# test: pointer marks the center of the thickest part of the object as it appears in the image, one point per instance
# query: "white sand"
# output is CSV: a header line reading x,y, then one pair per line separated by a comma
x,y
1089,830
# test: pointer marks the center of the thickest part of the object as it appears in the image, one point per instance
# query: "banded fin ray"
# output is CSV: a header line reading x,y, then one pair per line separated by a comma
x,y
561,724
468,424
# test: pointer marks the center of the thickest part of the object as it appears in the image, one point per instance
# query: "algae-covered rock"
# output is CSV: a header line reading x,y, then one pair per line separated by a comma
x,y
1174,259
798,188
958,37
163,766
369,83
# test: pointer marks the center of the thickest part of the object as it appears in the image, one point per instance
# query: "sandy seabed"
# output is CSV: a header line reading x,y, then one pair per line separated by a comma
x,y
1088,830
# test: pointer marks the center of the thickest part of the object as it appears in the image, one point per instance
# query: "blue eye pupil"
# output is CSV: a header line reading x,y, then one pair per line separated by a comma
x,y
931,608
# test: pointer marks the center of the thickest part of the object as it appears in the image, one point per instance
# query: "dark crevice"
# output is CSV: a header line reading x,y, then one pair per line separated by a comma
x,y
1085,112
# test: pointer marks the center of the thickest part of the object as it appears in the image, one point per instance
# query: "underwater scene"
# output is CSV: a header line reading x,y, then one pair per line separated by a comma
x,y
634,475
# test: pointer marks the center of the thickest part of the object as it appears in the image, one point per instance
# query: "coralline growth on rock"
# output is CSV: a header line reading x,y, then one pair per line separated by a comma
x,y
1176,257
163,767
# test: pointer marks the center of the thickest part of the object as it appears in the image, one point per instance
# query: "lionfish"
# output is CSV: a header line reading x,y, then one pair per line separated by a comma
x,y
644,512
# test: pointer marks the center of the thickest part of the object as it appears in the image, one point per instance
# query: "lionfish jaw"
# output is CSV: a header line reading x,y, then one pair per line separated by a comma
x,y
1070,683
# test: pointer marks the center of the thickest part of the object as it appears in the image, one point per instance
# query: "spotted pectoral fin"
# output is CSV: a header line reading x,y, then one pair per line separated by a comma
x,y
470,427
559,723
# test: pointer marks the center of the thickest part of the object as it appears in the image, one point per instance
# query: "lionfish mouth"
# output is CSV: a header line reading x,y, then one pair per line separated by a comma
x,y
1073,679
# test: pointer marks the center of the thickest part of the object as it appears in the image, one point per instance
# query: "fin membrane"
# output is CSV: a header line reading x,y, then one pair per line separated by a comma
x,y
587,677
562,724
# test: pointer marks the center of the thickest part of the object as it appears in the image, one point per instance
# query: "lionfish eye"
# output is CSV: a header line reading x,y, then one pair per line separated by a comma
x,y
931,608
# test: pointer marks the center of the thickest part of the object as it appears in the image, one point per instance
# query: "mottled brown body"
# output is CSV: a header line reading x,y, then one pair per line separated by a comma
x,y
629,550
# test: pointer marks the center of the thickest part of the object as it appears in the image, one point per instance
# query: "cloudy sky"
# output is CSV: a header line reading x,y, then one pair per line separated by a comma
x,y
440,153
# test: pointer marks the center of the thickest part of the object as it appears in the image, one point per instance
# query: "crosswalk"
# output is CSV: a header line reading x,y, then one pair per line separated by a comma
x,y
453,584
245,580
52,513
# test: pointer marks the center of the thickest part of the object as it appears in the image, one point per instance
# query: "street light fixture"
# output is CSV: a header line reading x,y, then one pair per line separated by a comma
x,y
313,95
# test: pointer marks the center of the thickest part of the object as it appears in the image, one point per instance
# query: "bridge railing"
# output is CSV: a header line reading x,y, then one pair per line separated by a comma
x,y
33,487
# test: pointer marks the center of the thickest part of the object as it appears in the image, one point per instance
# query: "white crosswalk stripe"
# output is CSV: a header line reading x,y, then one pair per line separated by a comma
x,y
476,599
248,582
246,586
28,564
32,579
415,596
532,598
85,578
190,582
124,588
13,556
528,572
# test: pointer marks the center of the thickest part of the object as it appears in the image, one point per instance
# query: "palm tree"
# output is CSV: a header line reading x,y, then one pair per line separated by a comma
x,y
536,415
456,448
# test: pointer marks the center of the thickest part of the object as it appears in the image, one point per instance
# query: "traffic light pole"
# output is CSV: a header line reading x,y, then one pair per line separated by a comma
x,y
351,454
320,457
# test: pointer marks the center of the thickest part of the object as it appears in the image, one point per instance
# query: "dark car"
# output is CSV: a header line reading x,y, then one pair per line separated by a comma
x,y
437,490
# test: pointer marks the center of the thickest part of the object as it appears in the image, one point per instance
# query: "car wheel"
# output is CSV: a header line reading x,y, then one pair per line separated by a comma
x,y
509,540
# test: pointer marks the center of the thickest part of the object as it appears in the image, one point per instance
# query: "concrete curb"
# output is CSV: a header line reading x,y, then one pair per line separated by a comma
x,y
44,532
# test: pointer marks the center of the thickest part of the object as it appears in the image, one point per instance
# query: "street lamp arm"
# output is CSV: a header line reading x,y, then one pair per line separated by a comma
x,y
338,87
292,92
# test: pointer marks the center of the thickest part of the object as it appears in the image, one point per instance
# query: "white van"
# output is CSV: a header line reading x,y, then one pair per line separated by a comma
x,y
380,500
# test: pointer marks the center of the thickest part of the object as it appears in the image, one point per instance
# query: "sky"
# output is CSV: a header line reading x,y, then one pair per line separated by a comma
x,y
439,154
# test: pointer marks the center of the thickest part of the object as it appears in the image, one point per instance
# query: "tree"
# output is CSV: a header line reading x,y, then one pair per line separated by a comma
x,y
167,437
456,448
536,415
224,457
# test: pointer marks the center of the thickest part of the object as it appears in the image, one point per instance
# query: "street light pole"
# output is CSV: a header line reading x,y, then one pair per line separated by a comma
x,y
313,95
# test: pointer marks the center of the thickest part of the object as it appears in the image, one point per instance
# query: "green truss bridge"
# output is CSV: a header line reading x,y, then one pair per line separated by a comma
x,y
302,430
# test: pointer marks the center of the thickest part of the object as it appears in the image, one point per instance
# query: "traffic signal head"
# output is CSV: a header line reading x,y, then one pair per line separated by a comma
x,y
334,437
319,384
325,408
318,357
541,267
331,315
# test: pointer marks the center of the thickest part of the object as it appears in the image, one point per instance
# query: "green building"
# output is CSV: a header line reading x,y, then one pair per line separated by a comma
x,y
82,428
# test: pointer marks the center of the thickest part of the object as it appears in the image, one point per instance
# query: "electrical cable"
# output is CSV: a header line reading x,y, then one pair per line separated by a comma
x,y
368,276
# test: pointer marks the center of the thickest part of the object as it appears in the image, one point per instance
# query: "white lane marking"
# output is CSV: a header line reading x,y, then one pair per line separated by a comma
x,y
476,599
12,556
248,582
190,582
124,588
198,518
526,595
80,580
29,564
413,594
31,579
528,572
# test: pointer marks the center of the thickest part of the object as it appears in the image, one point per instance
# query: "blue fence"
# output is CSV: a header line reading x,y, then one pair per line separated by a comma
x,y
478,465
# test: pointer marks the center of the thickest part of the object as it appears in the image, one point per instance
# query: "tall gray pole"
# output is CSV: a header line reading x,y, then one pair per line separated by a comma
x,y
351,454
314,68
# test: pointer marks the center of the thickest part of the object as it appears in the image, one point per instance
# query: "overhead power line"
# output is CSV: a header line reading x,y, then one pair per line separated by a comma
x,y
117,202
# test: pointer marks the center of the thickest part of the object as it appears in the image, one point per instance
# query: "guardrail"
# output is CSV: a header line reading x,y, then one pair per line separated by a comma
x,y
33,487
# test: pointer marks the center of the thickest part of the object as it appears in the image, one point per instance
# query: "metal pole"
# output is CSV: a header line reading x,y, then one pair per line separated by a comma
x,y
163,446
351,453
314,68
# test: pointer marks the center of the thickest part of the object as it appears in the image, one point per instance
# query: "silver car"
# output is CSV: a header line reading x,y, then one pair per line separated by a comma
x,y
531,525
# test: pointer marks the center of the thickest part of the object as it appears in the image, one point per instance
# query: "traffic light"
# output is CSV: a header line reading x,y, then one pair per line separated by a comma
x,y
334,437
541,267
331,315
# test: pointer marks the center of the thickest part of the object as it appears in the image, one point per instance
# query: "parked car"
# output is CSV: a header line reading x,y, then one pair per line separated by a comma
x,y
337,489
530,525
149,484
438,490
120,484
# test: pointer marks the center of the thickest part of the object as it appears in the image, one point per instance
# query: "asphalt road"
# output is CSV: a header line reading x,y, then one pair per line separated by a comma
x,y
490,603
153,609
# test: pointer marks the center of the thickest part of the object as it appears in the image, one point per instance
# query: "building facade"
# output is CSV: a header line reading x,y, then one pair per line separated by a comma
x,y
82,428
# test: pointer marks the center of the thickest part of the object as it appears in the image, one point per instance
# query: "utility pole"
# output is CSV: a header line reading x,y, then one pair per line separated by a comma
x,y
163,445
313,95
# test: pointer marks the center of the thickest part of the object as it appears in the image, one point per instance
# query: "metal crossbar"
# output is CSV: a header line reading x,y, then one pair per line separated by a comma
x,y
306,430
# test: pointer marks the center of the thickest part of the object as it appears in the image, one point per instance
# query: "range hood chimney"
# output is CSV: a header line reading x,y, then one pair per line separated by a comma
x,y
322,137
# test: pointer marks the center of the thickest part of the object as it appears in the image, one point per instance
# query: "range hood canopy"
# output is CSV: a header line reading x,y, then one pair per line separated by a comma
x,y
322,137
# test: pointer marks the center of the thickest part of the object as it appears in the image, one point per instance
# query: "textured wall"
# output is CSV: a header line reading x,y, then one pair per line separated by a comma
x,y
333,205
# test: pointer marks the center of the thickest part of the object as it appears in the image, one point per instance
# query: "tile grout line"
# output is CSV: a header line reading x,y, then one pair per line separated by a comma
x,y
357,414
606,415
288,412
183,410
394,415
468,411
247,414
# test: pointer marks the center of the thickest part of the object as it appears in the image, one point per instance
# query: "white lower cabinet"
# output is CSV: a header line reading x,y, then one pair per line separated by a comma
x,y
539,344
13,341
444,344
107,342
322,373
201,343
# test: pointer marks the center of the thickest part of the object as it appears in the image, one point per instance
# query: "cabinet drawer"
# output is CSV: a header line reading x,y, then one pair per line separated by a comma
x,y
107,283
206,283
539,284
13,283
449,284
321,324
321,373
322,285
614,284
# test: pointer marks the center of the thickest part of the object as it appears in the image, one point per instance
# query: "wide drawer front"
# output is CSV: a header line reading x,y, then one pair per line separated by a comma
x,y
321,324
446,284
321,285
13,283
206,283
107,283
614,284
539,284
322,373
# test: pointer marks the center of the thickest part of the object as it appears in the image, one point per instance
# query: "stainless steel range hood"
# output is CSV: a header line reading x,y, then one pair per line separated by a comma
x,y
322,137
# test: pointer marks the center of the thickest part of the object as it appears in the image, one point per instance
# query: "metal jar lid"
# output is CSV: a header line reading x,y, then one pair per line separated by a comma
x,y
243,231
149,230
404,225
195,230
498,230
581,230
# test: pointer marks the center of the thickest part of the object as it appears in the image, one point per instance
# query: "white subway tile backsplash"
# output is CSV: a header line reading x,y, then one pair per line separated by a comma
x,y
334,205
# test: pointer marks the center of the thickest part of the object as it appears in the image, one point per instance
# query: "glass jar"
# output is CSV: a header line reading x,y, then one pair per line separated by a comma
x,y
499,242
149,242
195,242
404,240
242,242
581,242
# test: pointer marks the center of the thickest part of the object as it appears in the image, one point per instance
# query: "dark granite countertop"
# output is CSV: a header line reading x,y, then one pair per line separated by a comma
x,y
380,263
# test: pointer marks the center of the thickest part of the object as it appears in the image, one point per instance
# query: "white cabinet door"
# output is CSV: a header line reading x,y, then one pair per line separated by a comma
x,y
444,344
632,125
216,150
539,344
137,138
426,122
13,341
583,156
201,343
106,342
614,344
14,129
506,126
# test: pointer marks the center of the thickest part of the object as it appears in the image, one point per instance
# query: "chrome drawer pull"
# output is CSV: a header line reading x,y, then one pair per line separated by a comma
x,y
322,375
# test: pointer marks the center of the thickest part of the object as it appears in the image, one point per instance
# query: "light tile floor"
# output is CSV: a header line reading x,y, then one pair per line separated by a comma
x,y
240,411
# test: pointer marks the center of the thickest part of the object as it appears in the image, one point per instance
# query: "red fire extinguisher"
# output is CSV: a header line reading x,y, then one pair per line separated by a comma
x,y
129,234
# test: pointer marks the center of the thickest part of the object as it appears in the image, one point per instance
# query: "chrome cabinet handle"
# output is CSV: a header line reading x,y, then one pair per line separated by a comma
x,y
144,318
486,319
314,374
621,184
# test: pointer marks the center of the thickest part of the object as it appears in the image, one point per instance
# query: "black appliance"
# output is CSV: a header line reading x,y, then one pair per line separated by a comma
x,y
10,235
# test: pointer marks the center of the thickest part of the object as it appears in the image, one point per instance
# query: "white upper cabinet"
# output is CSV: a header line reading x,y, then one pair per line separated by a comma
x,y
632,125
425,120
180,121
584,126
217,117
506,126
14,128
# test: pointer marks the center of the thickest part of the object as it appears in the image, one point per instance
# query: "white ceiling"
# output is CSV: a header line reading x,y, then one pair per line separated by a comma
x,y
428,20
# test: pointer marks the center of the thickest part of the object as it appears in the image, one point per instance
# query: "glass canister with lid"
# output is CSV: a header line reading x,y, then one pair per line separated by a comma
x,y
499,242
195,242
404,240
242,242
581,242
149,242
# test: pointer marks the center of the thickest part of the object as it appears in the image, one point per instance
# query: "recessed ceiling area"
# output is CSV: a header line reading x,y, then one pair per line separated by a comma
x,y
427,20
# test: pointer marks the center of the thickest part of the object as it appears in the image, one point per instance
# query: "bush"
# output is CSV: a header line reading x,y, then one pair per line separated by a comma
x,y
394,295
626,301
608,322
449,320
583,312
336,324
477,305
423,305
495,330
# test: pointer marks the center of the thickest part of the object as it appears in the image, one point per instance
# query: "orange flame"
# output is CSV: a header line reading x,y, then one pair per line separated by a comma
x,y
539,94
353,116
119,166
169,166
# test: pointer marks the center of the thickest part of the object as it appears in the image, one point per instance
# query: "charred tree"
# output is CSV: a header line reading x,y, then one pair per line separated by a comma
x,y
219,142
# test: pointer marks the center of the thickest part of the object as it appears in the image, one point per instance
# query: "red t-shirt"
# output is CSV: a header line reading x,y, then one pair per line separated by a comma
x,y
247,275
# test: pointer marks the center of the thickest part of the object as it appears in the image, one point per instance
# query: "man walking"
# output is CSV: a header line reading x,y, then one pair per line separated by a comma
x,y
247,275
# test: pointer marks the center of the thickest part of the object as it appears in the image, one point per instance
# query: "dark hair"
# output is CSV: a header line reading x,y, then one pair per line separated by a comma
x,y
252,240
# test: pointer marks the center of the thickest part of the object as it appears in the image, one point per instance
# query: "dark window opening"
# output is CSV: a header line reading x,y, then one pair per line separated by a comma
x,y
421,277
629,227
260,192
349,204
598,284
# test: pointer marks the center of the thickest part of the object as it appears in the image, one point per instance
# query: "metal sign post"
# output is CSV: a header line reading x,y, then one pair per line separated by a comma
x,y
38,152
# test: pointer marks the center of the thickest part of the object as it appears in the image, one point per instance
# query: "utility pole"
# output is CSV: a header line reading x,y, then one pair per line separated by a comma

* _Problem to solve_
Every line containing the string "green" is required; copy each such line from the data.

* _Finished exercise_
# query: "green truss bridge"
# query: "green building"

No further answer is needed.